§ 给定文段

美文网首页CUDA
【CUDA】学习记录(2)-编程模型

【CUDA】学习记录(2)-编程模型

作者: 不会code的程序猿 | 来源:发表于2017-04-17 20:52 被阅读316次

    CUDA编程结构

    CUDA编程

    CUDA显存管理

    CPU vs GPU
    1. 分配显存
    cudaError_t cudaMalloc ( void** devPtr, size_t size )
    
    1. 传输数据
    cudaError_t cudaMemcpy ( void* dst, const void* src, size_t count,  cudaMemcpyKind  kind )
    //传输方向:
    cudaMemcpyHostToHost
    cudaMemcpyHostToDevice
    cudaMemcpyDeviceToHost
    cudaMemcpyDeviceToDevice
    

    Example:

    1. 返回类型
    cudaSuccess
    cudaErrorMemoryAllocation
    

    CUDA内存模型

    CUDA全局内存和共享内存

    线程

    核函数在CPU端创立,在GPU端执行。thread组织成block,block组成grid,一个核函数对应一个grid。block可以一维,二维,三维,grid也可以是一维,二维,三维组织。


    线程模型

    block:同一个block内共享内存,同一block中的thread可以彼此进行通信。
    block:block-local synchronization。同一个块内的线程可以同步。
    线程,可以根据blockIdx和threadIdx唯一的指定。

    blockIdx (block index within a grid)
    threadIdx (thread index within a block)
    

    blockIdx和threadIdx都是GPU中的内置变量,unit3,blockIdx和threadIdx有3个维度,x,y,z。

    threadIdx.x、threadIdx.y、threadIdx.z
    blockIdx.x、blockIdx.y、blockIdx.z
    

    ➤ blockDim (block dimension, measured in threads)
    ➤ gridDim (grid dimension, measured in blocks)
    另外我们要特别注意,GPU中线程的内置变量定义类型是unit3,在程序中设置block和grid的类型是dim3。dim3在CPU端使用,unit3在GPU中使用。
    ➤ Decide the block size.定义数据量大小
    ➤ Calculate the grid dimension based on the application data size and the block size.设置block的大小,再设置grid的大小。
    确定block的维度的因素:
    ➤ Performance characteristics of the kernel(kernel的特性)

§ 材料摘录

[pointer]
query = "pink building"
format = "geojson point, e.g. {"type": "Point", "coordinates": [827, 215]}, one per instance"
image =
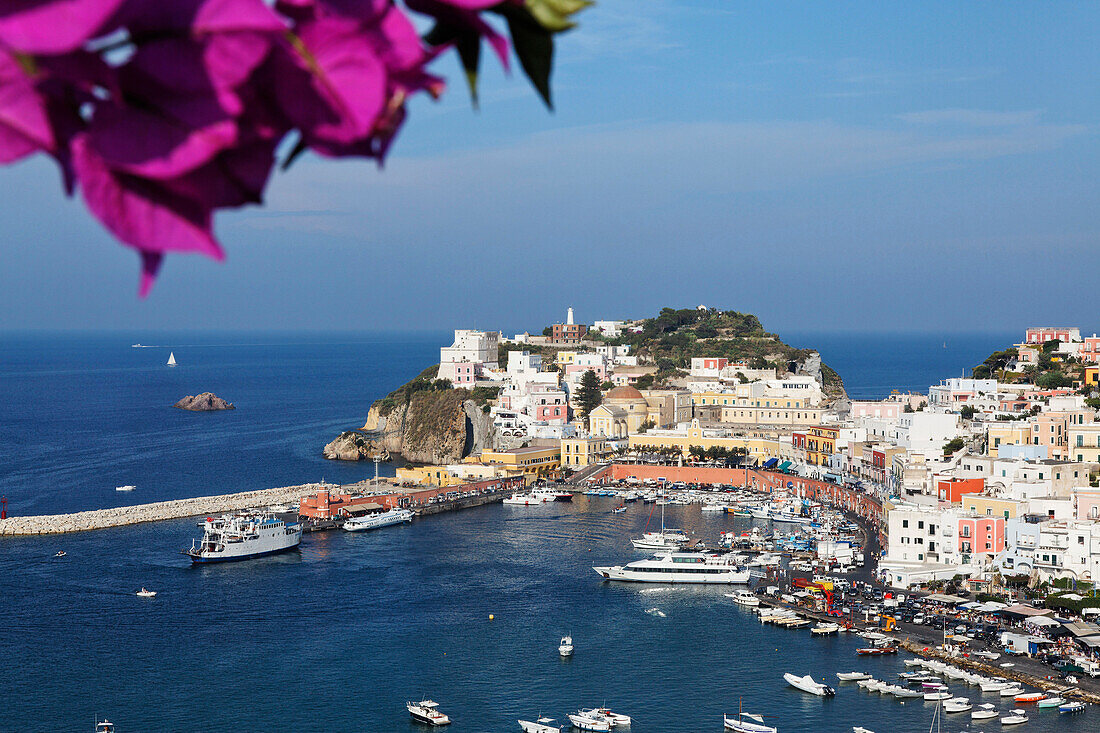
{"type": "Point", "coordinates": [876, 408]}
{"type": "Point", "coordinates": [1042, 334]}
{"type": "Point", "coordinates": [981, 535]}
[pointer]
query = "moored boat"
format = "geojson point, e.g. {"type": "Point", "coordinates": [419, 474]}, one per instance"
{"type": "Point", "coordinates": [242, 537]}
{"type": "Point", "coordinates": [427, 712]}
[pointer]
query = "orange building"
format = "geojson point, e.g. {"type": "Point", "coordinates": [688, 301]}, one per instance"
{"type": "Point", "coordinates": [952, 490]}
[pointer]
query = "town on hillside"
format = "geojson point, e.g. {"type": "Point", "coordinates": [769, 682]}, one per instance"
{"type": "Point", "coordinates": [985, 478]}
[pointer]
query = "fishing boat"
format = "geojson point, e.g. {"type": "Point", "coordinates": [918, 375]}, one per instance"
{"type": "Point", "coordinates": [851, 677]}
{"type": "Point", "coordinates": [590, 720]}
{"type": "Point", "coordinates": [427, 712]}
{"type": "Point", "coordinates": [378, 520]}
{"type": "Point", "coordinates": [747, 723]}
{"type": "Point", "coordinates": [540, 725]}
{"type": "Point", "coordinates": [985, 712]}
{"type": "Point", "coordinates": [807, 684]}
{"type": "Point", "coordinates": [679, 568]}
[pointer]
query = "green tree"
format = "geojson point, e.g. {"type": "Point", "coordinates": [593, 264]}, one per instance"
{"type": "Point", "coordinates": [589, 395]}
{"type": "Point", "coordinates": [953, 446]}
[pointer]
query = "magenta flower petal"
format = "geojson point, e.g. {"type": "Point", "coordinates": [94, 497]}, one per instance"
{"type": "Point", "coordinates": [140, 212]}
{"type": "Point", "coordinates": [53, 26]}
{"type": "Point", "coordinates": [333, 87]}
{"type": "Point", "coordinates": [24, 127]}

* * *

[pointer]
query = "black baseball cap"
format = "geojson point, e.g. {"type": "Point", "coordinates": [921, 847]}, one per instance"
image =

§ 任务 A
把CUDA编程模型笔记中以“核函数在CPU端创立”开头的那一段改写成要点列表，保留其主要事实。
§ 任务 B
接着CUDA编程模型笔记的最后一句往下续写。

§ 任务输出 A
- 核函数在CPU端创立，在GPU端执行。
- thread组织成block，block再组成grid。
- 一个核函数对应一个grid。
- block和grid都可以按一维、二维或三维的方式组织。

§ 任务输出 B
    ➤ Limitations on GPU resources(GPU上的资源)

    example 定义block和grid

    #include "../common/common.h"
    #include <cuda_runtime.h>
    #include <stdio.h>
    /*
     * Display the dimensionality of a thread block and grid from the host and
     * device.
     */
    __global__ void checkIndex(void)
    {
        printf("threadIdx:(%d, %d, %d)\n", threadIdx.x, threadIdx.y, threadIdx.z);
        printf("blockIdx:(%d, %d, %d)\n", blockIdx.x, blockIdx.y, blockIdx.z);
        printf("blockDim:(%d, %d, %d)\n", blockDim.x, blockDim.y, blockDim.z);
        printf("gridDim:(%d, %d, %d)\n", gridDim.x, gridDim.y, gridDim.z);
    }
    int main(int argc, char **argv)
    {
        // define total data element
        int nElem = 6;
        // define grid and block structure
        dim3 block(3);
        dim3 grid((nElem + block.x - 1) / block.x);
        // check grid and block dimension from host side
        printf("grid.x %d grid.y %d grid.z %d\n", grid.x, grid.y, grid.z);
        printf("block.x %d block.y %d block.z %d\n", block.x, block.y, block.z);
        // check grid and block dimension from device side
        checkIndex<<<grid, block>>>();
        // reset device before you leave
        CHECK(cudaDeviceReset());
        return(0);
    }
    

    launching a CUDA Kernel

    kernel_name <<<grid, block>>>(argument list);
    //根据设置的grid和block可以确定kernel的总线程数,kernel的层次结构。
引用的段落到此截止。